━━━━━ LISTED RECORDS

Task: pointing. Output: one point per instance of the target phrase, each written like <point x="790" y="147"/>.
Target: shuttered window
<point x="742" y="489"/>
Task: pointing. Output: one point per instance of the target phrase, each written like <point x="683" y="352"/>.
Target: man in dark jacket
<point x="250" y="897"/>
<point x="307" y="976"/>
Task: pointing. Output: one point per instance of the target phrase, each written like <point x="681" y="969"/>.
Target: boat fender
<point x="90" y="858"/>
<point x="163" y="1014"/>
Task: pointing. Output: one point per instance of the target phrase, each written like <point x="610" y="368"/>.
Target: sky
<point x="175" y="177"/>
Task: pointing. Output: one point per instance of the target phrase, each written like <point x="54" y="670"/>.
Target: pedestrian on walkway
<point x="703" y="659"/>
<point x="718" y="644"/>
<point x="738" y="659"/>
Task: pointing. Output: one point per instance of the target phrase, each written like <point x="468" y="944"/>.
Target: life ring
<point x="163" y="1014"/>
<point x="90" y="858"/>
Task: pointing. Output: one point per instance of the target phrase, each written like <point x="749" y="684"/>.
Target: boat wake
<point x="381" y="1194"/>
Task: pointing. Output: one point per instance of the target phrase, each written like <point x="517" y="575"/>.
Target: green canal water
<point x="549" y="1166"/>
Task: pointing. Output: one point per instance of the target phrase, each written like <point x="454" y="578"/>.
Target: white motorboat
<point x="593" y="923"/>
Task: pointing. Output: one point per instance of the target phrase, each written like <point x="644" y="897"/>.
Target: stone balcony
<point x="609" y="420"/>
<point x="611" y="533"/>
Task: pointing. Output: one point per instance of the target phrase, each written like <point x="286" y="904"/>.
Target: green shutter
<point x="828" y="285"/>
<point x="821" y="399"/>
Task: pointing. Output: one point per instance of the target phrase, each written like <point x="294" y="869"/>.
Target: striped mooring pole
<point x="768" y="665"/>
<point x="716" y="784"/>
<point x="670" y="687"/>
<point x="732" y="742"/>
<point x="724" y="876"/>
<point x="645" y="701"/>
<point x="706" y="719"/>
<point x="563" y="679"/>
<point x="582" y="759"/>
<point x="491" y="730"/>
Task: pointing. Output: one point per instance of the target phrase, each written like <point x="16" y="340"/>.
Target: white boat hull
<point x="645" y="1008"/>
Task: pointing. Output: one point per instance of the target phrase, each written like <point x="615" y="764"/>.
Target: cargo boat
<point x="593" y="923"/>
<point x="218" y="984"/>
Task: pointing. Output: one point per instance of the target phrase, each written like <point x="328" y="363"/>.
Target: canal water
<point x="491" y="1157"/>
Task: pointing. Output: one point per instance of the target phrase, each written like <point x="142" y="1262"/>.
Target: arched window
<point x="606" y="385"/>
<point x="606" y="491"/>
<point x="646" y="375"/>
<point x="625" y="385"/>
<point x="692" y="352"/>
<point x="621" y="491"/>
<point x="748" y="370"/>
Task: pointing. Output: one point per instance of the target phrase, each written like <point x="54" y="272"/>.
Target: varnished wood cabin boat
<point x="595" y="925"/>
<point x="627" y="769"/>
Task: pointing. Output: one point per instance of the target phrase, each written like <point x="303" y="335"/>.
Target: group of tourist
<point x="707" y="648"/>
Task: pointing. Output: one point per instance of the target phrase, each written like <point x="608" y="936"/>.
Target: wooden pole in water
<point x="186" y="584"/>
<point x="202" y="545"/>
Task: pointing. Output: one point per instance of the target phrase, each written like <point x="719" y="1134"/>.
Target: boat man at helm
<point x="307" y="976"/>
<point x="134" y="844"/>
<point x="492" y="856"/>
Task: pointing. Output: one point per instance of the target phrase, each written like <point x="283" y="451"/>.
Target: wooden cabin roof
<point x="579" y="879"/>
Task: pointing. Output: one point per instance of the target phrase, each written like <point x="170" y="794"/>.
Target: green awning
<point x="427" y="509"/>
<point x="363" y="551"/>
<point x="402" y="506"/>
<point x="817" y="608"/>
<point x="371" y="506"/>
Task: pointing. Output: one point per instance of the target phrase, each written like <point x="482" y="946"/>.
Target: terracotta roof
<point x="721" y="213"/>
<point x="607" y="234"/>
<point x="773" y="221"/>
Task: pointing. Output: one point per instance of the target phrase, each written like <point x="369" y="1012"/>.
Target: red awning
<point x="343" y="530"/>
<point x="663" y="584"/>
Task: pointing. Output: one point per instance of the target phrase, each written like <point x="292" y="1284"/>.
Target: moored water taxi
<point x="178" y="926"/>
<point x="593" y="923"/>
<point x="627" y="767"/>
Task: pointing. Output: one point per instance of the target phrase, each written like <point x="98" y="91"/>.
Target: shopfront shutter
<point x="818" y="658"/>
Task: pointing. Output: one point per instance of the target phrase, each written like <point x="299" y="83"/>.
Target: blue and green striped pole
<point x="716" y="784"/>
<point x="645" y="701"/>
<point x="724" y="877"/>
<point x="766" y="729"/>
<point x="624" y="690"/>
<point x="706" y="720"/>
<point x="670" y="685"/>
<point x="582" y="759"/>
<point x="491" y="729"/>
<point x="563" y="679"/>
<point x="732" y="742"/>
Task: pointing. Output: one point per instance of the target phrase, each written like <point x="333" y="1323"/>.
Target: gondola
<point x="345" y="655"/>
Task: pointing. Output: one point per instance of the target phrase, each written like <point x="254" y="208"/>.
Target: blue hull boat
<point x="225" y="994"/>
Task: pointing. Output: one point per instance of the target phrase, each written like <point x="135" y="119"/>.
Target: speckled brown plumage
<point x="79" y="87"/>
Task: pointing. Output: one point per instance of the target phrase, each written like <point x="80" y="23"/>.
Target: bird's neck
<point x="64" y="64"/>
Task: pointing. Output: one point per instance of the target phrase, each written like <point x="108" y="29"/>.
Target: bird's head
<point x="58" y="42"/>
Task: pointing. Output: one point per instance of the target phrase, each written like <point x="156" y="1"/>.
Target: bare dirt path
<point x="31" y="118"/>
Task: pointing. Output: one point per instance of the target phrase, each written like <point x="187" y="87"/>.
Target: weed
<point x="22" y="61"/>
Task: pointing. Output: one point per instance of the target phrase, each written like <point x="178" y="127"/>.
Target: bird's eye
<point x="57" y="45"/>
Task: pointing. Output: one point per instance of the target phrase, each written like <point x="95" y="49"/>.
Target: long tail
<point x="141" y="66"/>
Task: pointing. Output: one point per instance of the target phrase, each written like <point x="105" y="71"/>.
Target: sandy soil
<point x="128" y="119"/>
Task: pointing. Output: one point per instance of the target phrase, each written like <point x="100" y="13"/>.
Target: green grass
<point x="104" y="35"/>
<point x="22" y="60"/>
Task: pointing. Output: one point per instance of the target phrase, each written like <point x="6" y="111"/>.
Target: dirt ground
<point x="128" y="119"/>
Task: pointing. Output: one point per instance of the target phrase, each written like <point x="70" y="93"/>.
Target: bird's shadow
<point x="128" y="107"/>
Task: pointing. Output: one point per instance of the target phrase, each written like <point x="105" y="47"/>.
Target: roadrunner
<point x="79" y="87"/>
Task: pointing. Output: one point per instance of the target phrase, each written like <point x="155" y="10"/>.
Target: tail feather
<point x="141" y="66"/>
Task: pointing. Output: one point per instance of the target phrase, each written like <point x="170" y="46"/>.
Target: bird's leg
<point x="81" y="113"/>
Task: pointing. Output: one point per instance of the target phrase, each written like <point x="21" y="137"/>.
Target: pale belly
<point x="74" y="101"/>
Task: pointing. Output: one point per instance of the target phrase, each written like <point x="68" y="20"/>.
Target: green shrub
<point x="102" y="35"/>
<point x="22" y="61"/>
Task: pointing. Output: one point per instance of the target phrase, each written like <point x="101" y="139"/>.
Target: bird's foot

━━━━━━━━━━

- _WHAT YOU HAVE TO DO_
Would you restate word for word every line from the one holding "Target: roadrunner" to the end of the entries, both ends included?

- _TASK RESULT_
Target: roadrunner
<point x="79" y="87"/>
Task: pointing. Output: one point per instance of the target phrase, each written like <point x="155" y="10"/>.
Target: tail feather
<point x="141" y="66"/>
Task: pointing. Output: one point per instance of the target phrase, each written like <point x="170" y="46"/>.
Target: bird's leg
<point x="81" y="113"/>
Task: pointing. Output: one point per instance of the target phrase, each written like <point x="21" y="137"/>.
Target: pale belly
<point x="74" y="101"/>
Task: pointing. Output: one point per instance of the target phrase, each written like <point x="68" y="20"/>.
Target: green shrub
<point x="102" y="35"/>
<point x="22" y="61"/>
Task: pointing. Output: one point per instance of the target phrase, each written like <point x="101" y="139"/>.
Target: bird's foot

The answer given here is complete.